▶ **WHAT YOU HAVE TO DO**
Write out, word for word, only the lines from the one containing "of the smiling" through the final line of the data.
** start DATA FOR THIS EXERCISE **
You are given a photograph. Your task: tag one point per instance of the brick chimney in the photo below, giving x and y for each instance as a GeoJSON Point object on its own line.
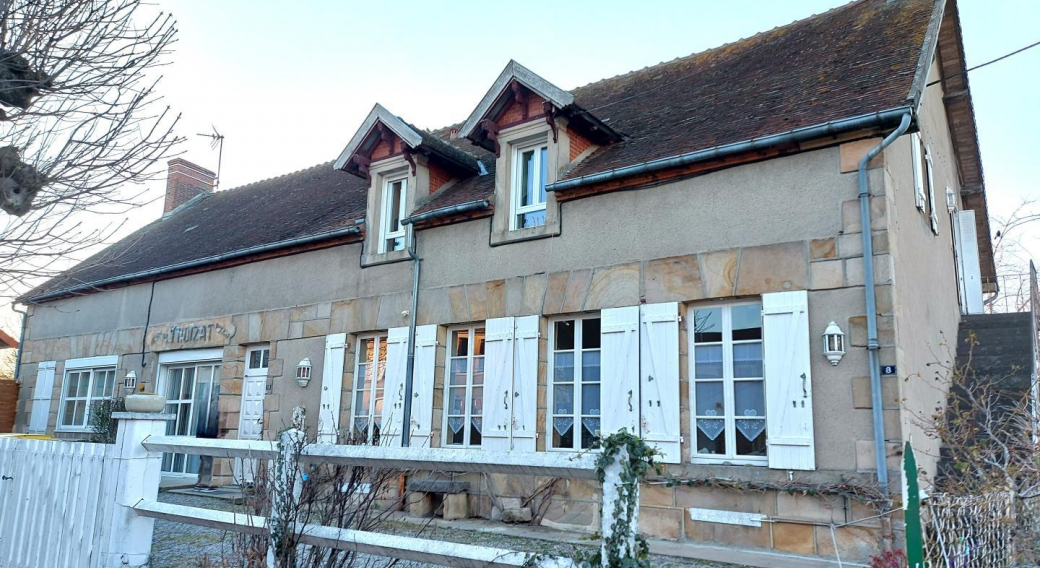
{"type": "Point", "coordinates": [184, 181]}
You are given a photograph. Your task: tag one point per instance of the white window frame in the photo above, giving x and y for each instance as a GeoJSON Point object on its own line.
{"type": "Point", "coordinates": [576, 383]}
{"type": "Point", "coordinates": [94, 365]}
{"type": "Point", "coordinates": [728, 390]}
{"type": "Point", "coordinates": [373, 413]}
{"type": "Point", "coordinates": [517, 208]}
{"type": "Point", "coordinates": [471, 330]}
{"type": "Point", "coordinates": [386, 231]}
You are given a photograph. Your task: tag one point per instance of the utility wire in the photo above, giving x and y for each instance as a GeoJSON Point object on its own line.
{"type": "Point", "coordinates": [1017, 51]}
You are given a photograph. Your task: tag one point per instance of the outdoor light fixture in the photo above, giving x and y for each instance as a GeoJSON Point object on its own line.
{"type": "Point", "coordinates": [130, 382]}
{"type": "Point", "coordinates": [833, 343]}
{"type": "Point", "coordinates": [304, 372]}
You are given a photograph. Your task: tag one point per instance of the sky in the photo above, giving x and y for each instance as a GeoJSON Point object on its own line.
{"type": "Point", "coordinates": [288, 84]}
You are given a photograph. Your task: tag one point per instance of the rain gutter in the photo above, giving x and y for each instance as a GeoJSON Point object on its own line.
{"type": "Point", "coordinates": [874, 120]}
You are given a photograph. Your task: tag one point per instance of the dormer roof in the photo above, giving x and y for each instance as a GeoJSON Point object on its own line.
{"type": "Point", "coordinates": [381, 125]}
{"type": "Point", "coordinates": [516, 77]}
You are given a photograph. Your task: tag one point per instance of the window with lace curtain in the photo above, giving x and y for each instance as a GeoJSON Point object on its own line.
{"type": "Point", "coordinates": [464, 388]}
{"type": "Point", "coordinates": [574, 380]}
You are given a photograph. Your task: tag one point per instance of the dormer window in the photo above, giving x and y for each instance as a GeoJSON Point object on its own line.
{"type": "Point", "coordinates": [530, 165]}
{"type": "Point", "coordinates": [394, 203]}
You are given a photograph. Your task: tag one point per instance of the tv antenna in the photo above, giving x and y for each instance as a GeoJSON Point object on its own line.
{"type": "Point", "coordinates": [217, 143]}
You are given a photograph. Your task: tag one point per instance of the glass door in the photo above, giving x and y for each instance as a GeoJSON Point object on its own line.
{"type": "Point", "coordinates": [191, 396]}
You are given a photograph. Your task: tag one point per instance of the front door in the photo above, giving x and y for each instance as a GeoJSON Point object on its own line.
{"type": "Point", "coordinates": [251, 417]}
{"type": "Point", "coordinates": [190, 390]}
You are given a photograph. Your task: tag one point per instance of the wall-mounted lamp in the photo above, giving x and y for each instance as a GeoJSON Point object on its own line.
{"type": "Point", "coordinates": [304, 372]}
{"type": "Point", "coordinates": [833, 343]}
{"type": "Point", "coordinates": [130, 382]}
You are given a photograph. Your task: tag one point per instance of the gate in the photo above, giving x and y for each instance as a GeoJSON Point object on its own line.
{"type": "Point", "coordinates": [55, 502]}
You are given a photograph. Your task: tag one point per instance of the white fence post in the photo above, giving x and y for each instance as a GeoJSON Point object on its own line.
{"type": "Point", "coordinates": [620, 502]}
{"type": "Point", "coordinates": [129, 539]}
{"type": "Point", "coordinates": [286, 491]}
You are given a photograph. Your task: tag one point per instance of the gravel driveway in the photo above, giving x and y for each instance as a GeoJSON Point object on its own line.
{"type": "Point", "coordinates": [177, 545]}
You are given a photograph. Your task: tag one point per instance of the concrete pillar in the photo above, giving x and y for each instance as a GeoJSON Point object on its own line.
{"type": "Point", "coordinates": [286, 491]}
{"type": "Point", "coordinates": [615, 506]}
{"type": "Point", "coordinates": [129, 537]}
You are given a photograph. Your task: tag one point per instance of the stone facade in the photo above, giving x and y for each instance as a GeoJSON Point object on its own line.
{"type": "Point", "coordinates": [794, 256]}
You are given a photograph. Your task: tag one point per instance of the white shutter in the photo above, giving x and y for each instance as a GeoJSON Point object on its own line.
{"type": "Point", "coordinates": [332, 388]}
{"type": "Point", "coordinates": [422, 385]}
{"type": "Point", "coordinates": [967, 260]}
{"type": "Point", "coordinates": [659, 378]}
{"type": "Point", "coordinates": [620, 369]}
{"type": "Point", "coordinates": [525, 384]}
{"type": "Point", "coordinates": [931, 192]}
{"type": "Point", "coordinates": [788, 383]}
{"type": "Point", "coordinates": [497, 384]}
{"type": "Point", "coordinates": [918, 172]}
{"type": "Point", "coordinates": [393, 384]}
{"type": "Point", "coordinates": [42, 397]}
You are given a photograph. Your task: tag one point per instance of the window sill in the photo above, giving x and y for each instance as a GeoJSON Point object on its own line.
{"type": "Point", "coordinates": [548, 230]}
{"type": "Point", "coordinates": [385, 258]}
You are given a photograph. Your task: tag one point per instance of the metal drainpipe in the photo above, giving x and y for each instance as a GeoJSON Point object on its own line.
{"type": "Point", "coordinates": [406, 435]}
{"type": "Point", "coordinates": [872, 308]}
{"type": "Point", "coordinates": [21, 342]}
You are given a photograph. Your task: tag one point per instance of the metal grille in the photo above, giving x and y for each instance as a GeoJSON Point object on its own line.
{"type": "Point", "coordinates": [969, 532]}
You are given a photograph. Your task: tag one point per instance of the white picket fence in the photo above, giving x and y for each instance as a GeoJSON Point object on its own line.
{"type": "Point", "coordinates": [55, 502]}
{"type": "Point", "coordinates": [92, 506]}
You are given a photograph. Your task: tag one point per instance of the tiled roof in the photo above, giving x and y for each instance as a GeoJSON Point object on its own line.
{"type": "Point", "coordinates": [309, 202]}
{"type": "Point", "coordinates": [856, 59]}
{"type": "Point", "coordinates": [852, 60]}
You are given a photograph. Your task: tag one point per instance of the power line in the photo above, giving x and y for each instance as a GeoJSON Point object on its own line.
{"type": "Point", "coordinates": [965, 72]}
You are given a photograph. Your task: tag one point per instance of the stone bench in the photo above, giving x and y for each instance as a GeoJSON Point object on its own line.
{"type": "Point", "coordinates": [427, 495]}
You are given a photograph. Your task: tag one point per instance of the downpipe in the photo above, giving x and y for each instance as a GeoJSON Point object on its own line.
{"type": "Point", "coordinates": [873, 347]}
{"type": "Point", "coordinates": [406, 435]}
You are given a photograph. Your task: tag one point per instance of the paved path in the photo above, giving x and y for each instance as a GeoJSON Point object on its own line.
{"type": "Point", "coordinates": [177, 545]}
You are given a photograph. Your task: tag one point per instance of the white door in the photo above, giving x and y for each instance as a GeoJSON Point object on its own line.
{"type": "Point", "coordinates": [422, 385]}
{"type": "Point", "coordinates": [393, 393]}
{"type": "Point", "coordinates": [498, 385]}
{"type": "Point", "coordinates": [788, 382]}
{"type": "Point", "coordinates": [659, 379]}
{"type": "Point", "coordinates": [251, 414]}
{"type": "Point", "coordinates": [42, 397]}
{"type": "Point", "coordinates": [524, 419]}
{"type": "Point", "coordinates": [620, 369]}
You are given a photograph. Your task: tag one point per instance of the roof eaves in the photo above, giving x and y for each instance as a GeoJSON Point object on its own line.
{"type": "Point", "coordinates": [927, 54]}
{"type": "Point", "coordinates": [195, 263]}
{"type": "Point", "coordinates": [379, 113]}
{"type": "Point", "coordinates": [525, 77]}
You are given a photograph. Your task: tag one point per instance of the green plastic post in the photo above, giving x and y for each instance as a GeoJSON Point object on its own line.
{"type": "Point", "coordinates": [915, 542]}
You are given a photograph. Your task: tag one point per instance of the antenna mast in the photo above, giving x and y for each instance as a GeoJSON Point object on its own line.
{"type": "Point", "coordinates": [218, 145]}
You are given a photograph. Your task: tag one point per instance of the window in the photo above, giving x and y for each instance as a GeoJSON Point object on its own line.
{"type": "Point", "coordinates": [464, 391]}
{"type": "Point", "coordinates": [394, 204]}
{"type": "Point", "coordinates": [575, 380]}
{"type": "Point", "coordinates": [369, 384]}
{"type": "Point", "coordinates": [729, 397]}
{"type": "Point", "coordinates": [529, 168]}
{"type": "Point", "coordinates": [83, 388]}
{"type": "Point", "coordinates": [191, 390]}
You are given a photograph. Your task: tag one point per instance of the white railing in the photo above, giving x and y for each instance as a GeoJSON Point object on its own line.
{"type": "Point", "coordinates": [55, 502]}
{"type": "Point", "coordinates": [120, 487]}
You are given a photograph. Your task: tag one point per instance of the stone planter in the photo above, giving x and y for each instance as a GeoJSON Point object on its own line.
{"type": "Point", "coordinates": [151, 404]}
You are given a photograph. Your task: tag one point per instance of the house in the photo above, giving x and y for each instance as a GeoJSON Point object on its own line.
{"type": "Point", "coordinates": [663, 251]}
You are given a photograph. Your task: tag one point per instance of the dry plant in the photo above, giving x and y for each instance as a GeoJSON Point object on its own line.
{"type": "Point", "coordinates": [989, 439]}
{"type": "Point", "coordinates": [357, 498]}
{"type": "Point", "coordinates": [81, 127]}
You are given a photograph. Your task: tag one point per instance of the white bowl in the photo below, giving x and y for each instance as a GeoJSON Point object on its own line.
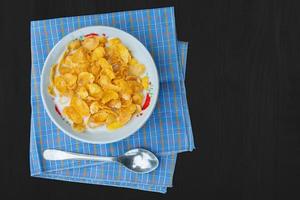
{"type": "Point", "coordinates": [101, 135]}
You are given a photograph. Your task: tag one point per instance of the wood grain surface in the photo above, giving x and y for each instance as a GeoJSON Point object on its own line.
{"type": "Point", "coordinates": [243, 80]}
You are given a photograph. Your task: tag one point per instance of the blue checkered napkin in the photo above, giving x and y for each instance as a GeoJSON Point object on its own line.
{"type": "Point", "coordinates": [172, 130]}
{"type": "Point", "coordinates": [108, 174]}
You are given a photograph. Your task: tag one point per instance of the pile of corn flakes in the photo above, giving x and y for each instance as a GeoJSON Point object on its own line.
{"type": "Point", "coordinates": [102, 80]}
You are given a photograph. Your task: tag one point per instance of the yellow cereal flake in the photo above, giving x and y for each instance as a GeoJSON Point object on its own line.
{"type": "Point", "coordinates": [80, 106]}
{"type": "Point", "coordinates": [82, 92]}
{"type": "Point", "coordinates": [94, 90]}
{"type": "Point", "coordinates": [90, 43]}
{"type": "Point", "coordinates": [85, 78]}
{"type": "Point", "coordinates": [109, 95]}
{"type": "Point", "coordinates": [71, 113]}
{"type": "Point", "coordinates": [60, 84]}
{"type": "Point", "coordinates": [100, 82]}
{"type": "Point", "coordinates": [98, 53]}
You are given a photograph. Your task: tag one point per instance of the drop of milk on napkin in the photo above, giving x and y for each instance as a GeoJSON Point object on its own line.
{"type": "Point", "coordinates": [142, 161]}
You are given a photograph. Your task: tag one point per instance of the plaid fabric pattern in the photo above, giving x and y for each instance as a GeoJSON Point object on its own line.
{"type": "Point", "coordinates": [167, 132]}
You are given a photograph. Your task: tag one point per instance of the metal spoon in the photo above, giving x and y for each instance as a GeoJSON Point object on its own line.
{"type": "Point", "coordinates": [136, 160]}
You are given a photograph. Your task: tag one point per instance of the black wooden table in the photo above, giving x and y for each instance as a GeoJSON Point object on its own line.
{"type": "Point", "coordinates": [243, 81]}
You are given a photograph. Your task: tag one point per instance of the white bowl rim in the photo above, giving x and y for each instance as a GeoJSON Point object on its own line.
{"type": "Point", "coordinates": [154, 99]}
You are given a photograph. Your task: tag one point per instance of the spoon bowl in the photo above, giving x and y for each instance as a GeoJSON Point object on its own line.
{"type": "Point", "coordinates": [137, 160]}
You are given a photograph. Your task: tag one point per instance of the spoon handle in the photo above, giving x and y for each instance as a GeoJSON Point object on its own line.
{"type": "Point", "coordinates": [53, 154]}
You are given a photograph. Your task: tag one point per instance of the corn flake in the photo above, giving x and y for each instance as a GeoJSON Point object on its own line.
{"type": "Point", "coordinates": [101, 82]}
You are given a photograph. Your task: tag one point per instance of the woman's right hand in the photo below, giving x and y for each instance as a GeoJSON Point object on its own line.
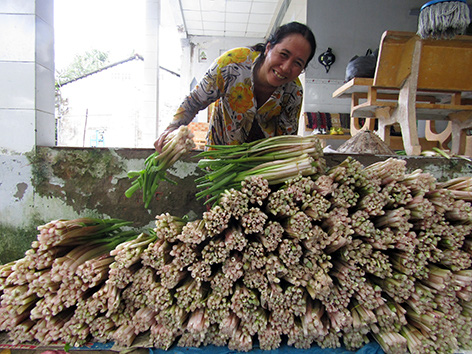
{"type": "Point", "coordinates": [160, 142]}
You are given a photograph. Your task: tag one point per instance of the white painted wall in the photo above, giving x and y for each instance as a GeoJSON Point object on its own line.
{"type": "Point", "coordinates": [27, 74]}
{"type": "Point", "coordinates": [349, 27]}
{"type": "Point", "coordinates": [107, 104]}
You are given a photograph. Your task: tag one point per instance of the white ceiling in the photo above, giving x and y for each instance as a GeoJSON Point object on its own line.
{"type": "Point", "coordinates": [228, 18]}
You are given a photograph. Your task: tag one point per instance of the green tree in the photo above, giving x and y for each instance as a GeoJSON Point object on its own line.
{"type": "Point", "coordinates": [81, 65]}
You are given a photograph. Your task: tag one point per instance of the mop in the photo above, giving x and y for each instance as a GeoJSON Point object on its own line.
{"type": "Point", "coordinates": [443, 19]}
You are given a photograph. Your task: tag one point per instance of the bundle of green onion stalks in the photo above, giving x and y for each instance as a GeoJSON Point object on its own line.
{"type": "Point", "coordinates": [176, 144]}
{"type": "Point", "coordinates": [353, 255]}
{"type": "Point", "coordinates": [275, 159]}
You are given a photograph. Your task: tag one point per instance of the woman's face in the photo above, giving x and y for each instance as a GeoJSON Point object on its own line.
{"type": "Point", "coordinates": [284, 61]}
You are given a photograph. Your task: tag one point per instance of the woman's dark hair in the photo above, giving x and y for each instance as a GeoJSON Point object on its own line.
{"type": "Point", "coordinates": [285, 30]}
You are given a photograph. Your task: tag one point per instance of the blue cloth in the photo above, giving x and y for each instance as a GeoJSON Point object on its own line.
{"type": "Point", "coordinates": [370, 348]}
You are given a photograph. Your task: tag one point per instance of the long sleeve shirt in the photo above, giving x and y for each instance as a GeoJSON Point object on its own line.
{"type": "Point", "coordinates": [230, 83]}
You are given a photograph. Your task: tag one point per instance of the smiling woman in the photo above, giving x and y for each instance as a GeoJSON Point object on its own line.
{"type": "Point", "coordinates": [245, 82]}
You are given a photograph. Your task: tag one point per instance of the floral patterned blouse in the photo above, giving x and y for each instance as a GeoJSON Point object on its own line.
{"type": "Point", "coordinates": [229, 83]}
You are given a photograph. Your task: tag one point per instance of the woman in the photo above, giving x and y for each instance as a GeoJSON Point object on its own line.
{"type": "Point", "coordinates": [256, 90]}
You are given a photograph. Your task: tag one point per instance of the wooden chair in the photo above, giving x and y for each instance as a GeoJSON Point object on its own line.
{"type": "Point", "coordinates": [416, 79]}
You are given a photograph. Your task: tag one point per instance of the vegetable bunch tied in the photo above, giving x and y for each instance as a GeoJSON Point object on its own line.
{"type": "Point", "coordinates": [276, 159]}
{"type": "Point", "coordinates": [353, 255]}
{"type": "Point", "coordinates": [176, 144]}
** end DATA FOR THIS EXERCISE **
▶ **THE ANSWER**
You are given a photograph. Your task: tag one point per instance of the smiling woman in the photo above, giving x and y for each instance as a GeoJSON Point object on its own line.
{"type": "Point", "coordinates": [245, 82]}
You are given a photograph. Your task: tag one point per instance of the floral patterned blouse in the photo above, giving x and y for each instance as a GeoJSON Point object on its own line.
{"type": "Point", "coordinates": [229, 83]}
You are given a photograph. Your task: tag one point per instance of the woman in the photo above, giving x and y for each instance as a GeoJSON Point object on its own line.
{"type": "Point", "coordinates": [256, 90]}
You are given a photograph. Your task: tag one point per instance of the wooden chair in the photo above, giving x and y for each instance as a GeoJSON Point object on its own line.
{"type": "Point", "coordinates": [416, 79]}
You are given a photograph. Your task: tag one point per instance of the vegetable bunch tied in the photo above, giving x and y for each instance as a GeoJSON Point object on its own line.
{"type": "Point", "coordinates": [276, 159]}
{"type": "Point", "coordinates": [353, 255]}
{"type": "Point", "coordinates": [176, 144]}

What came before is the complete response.